[Start of EXCERPTED PASSAGE]

Sunday, June 22, 2008

Celebration: The Life and Work of Octavia Butler, 1947 – 2006

From the files of Agent Z:

February 24, 2006 was a very sad day. Only a few weeks before I had been in a massive book store searching for a novel by Octavia Butler. I couldn’t find it anywhere in the SF section, so I complained to one of the staff. She pointed me in the direction of the African-American Literature section. It was fitting to see Butler’s books up there alongside Toni Morrison, Alice Walker and Zora Neale Hurston, but I regretted that she was no longer being shelved in SF. Two weeks later I heard the news that Octavia Butler had died.

Octavia never had it easy. Her father was a shoe shiner, her mother a maid. Her mother often took her daughter with her on her rounds, cleaning houses. Octavia, a painfully shy child, found her solace, despite her dyslexia, in reading and writing. After watching THE DEVIL GIRL FROM MARS and deciding she could have done a much better job, Octavia wrote her first science fiction story. She was twelve years old.

She earned her publication in the time-honored fashion: with a series of dead end jobs to subsist on and a growing pile of rejection slips. Writing did not come easily. She wrote slowly, painfully, painstakingly. She wrote for years before finally being published. Eventually she won two Nebulas, two Hugos and became the first SF writer to be awarded a McArthur Foundation “Genius” Grant. On receiving the grant she joked they never would have given it to her if they had actually tested her IQ.

[End of EXCERPTED PASSAGE]
[Start of GIVEN INFORMATION]

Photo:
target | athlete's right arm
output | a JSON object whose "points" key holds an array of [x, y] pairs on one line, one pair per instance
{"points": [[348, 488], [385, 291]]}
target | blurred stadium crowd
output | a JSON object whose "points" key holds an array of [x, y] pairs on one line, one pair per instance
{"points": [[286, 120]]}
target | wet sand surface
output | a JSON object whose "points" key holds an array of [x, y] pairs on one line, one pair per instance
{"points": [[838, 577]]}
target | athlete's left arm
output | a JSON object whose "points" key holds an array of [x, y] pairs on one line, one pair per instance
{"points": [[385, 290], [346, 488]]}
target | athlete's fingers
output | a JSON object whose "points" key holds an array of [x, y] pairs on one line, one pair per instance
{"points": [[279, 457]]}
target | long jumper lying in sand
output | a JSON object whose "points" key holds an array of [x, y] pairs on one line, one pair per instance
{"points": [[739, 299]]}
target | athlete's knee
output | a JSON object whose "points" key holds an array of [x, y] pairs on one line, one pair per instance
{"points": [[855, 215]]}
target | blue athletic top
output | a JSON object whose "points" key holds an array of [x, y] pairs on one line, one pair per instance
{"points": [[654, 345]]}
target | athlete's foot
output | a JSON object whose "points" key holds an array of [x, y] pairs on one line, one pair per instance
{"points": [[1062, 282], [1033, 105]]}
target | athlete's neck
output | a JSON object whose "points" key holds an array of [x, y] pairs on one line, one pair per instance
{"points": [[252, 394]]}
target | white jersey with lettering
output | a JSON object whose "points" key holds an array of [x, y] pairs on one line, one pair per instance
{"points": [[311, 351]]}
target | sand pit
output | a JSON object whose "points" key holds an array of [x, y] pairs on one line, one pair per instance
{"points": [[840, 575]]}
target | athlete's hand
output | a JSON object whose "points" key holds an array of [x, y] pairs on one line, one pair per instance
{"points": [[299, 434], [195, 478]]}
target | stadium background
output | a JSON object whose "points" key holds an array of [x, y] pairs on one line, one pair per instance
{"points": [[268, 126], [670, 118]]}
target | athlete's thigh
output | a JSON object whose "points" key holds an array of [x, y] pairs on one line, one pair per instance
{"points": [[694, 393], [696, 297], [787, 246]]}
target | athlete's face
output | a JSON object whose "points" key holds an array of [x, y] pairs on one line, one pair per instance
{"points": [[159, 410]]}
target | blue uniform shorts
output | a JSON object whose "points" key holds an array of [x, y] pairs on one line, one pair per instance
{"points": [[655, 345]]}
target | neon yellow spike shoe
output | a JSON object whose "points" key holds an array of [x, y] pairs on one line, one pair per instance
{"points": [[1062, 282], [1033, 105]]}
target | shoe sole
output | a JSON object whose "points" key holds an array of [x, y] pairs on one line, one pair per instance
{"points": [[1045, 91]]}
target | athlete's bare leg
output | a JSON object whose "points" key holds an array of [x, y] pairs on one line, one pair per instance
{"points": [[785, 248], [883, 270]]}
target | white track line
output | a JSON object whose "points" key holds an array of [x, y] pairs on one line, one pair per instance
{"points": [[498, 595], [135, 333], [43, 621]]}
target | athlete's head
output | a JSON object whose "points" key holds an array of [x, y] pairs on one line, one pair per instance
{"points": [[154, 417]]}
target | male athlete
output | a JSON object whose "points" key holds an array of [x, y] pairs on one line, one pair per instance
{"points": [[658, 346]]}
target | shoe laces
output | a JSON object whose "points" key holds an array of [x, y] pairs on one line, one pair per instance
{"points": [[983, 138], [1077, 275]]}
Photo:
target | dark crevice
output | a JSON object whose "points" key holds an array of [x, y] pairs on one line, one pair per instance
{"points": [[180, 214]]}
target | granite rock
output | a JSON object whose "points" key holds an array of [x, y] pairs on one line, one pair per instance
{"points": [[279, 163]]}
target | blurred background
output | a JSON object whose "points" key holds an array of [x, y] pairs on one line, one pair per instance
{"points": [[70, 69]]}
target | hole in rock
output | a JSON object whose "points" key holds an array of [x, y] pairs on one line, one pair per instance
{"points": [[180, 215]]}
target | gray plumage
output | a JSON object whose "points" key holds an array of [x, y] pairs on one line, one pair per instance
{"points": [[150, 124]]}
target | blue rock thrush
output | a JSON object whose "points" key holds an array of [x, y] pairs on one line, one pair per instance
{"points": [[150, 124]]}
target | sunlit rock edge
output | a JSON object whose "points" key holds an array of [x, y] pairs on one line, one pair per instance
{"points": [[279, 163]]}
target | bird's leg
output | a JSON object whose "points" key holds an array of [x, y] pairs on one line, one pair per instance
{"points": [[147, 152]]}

[End of GIVEN INFORMATION]

### [JOB]
In the tribute to Octavia Butler, what film led her to write her first science fiction story? None of these lines is needed for the work here.

### [FINAL ANSWER]
THE DEVIL GIRL FROM MARS